* Artigo
Opinião

A paixão do brasileiro por soluções fáceis, rápidas e (quase sempre) ineficientes

02 jun 2018, 17:00 - atualizado em 02 jun 2018, 17:00

Por Caio Augusto, editor do Terraço Econômico

A atual greve dos caminhoneiros traz à tona uma verdade sobre o povo brasileiro: adoramos soluções que, na realidade, não são soluções de fato. Ideias simples e diretas que não nos encaminham a soluções reais, apenas passando a mensagem de que, após colocadas em prática por determinados grupos, seriam capazes de resolver as questões mais difíceis como num passe de mágica.

* Requisito a
Transforme em uma lista JSON de strings, uma para cada linha e sem as linhas em branco, o trecho dos registros que começa na linha que contém "Where can the green foliage" e termina na linha que contém "<point>182,147</point>", com as duas incluídas.

* Registros apresentados
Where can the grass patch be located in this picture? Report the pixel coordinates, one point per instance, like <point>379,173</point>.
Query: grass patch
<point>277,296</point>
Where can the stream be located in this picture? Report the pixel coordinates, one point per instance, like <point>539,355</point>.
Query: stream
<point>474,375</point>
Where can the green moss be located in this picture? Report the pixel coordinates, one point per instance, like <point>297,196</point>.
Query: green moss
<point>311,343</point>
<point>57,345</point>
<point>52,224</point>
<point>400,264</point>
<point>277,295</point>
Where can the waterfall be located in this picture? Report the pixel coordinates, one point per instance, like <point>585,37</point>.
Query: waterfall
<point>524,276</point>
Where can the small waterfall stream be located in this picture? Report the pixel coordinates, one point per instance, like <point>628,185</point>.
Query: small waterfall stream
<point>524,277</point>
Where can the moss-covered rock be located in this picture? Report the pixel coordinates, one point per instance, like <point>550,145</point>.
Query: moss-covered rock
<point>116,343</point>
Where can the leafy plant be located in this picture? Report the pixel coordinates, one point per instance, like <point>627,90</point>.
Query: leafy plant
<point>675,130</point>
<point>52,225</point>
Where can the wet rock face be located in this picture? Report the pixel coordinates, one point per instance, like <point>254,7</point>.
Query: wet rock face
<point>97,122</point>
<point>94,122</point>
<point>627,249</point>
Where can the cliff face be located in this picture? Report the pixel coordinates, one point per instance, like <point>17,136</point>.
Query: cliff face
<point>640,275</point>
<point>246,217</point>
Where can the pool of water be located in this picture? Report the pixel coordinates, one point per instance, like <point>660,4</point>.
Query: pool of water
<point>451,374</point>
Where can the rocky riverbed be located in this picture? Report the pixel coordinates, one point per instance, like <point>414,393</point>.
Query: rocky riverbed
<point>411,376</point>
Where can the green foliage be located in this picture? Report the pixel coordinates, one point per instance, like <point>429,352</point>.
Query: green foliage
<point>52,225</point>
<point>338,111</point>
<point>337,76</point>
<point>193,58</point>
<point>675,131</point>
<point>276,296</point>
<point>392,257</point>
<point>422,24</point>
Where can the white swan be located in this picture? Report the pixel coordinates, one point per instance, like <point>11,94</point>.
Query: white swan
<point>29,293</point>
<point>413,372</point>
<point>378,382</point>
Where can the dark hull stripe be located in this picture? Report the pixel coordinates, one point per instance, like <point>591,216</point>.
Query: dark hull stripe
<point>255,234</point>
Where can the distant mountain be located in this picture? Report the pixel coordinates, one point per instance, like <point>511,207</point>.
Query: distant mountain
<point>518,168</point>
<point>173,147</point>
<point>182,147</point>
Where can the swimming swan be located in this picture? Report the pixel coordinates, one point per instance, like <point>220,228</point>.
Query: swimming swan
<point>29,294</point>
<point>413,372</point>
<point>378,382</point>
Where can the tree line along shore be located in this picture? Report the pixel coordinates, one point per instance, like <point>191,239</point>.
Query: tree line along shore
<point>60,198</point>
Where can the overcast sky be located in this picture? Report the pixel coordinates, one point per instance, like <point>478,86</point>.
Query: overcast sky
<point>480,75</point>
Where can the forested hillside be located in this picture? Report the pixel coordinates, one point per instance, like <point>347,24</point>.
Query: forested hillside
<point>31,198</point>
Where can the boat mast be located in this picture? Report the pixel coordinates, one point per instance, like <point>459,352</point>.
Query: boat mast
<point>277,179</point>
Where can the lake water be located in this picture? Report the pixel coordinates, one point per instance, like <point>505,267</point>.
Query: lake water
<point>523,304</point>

* Requisito b
Segundo o artigo, que acontecimento atual traz à tona uma verdade sobre o povo brasileiro?

* Resposta a
[
  "Where can the green foliage be located in this picture? Report the pixel coordinates, one point per instance, like <point>429,352</point>.",
  "Query: green foliage",
  "<point>52,225</point>",
  "<point>338,111</point>",
  "<point>337,76</point>",
  "<point>193,58</point>",
  "<point>675,131</point>",
  "<point>276,296</point>",
  "<point>392,257</point>",
  "<point>422,24</point>",
  "Where can the white swan be located in this picture? Report the pixel coordinates, one point per instance, like <point>11,94</point>.",
  "Query: white swan",
  "<point>29,293</point>",
  "<point>413,372</point>",
  "<point>378,382</point>",
  "Where can the dark hull stripe be located in this picture? Report the pixel coordinates, one point per instance, like <point>591,216</point>.",
  "Query: dark hull stripe",
  "<point>255,234</point>",
  "Where can the distant mountain be located in this picture? Report the pixel coordinates, one point per instance, like <point>511,207</point>.",
  "Query: distant mountain",
  "<point>518,168</point>",
  "<point>173,147</point>",
  "<point>182,147</point>"
]

* Resposta b
A atual greve dos caminhoneiros.